> **Exercise**: Locate every line in the listing below that contains the string "nose", and copy each of those lines in full. Treat uppercase and lowercase letters as different.

[start Given records]

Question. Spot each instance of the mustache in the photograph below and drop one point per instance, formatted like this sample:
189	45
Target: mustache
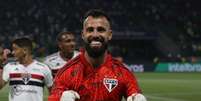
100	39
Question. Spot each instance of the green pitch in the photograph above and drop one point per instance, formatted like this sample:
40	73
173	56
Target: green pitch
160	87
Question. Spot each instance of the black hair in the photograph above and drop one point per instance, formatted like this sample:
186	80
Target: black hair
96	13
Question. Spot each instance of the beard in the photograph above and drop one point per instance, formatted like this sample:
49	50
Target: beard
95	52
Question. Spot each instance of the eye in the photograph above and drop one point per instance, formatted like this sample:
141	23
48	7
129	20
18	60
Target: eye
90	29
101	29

[end Given records]
[start Given records]

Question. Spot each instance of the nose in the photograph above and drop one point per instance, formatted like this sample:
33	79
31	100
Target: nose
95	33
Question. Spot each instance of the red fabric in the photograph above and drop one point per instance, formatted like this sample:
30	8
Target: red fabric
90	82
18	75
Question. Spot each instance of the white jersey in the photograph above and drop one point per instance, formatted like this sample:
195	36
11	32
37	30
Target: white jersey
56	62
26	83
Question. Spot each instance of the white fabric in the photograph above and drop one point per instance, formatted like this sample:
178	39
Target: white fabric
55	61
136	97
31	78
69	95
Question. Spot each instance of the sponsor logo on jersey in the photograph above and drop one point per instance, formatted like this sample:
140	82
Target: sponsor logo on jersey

[end Given records]
[start Given records]

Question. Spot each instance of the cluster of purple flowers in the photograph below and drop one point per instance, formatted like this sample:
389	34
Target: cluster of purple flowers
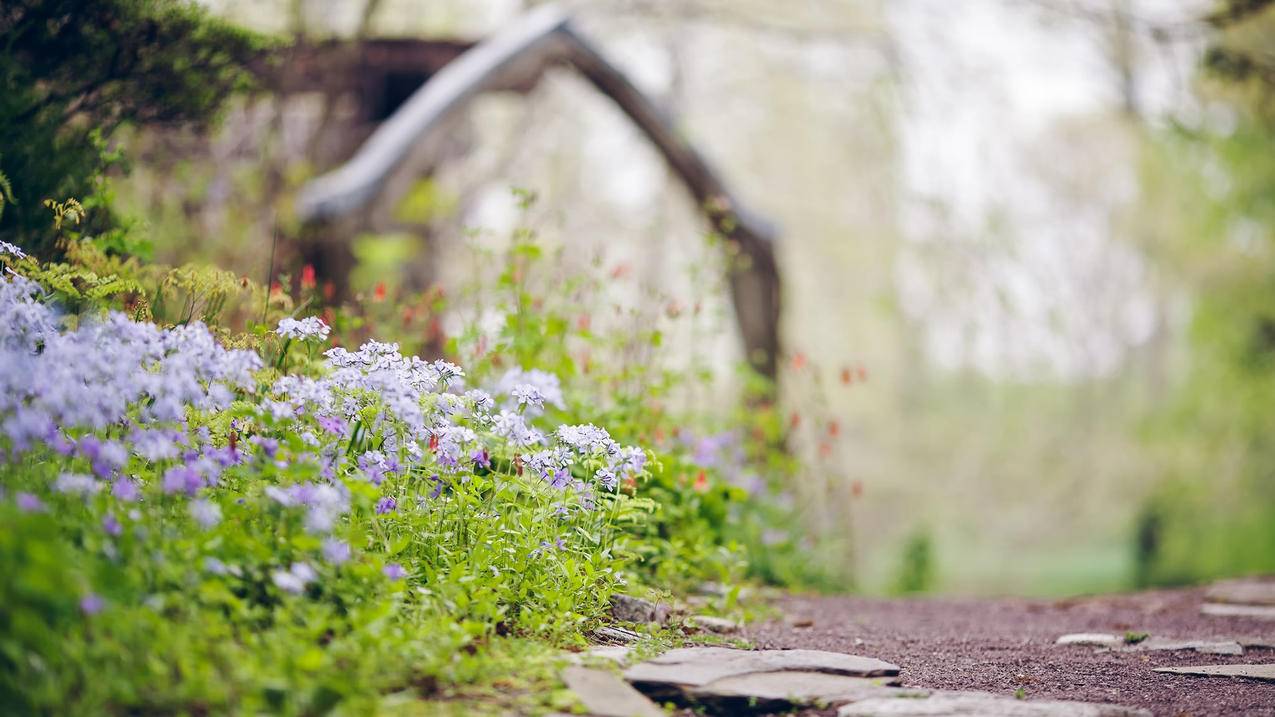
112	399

[end Given records]

> **Task solution**:
Question. Spot each instance of the nose in the photograph above and drop one point per instance, formatted like this sample:
Target: nose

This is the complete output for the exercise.